Given request
Continue the forum thread about adding features to the Kubernetes cluster/addons code from the point where it stops.
── Selection ──
Please realize due to the total lack of documentation for anything here we've been poking around the best we can. So any clarifying guidance you can give is appreciated!

I mean this in the nicest and kindest possible way. The reason it's so hard and undocumented on how to add features to this code is because people shouldn't be adding features to this code. It's been deprecated since forever, and is effectively unstaffed.

I know, I know, the commit history shows that clearly people are still shoving things into this. But I need to genuinely ask, is there some way you could accomplish your goals without modifying cluster/? Like what about https://github.com/kubernetes/cloud-provider-gcp, is that not the place we're trying to have GCP-specific things tested? That seems to be where the image used in these manifests is coming from...

Maybe this is my ignorance about the state of addons showing through. Is there not some way of installing out-of-tree manifests during or after cluster provisioning without having to use cluster/addons? Is cluster/addons still the only place things can be added? Surely not...

But that means once migration is enabled the gce-pd provisioner will silently stop working, I'm not sure if that's WAI or not.

I think I'm lacking context here. Is this the in-tree to out-of-tree cloud-provider migration we're talking about?

Is your concern around addons vs addons/gce?

Ideally, the "default" cluster that is stood up for e2e tests used to gate merges and releases for this OSS project does not actually depend on cloud-provider-specific features. It comes primarily from a desire for speed. I'd rather we break our addiction to slow, flakey e2e tests, that require real actual clouds and VMs... and instead consider how we could land things against quicker, lower-fidelity tests more frequently, such that the cost of change is lower.
───
── Source data ──
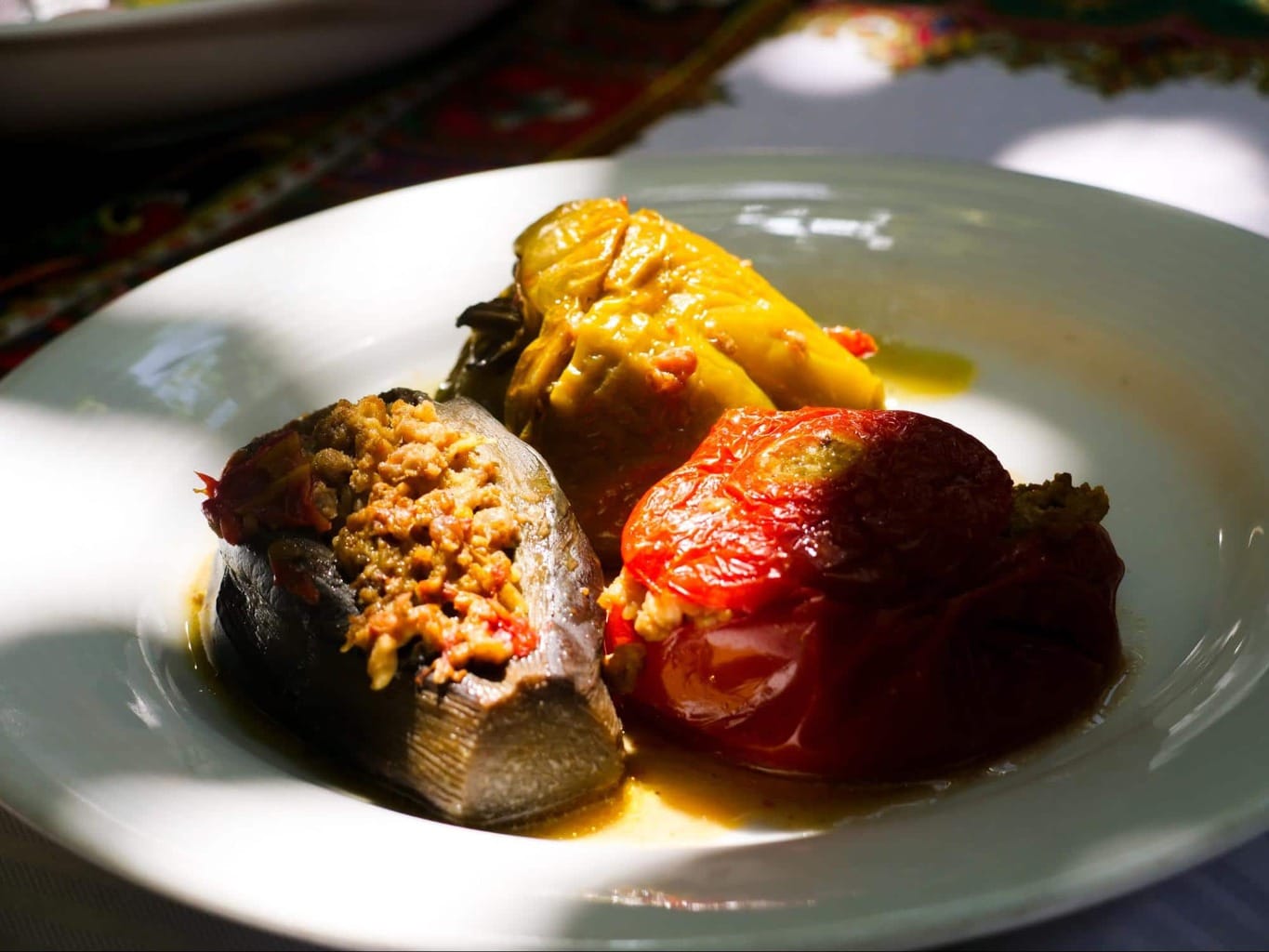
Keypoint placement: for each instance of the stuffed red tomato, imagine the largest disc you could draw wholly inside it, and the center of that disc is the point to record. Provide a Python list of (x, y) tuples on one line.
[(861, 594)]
───
Answer below
Secondarily, it comes from wanting to level the playing field. In the world where all cloud-provider-specific code is out-of-tree, I think it's unreasonable to expect each cloud provider to get their own merge-blocking presubmit to this repo to ensure their specific features work. The world of today where some cloud providers were lucky enough to be in-tree before the decision was made to move out-of-tree is not a level playing field, and it's not clear to me why the project would want that to continue.

Or, tl;dr I have not see a proposal on what merge-blocking / release-blocking testing looks like in the post-cloud-provider-extraction world, but this doesn't seem like the right path forward

@mattcary
Copy link
Contributor

Thanks for your detailed reply @spiffxp.

Here's the background & what I understood coming into this PR.

  • CSI migration is the deprecation of in-tree storage providers, in this case gce-pd, in favor of CSI drivers. It accomplishes the cloud provider migration for storage drivers as a side effect, but really it was aimed at pulling storage drivers in general out of k/k, not just cloud providers. See this KEP for more details.
  • kube-up is how e2e tests are run.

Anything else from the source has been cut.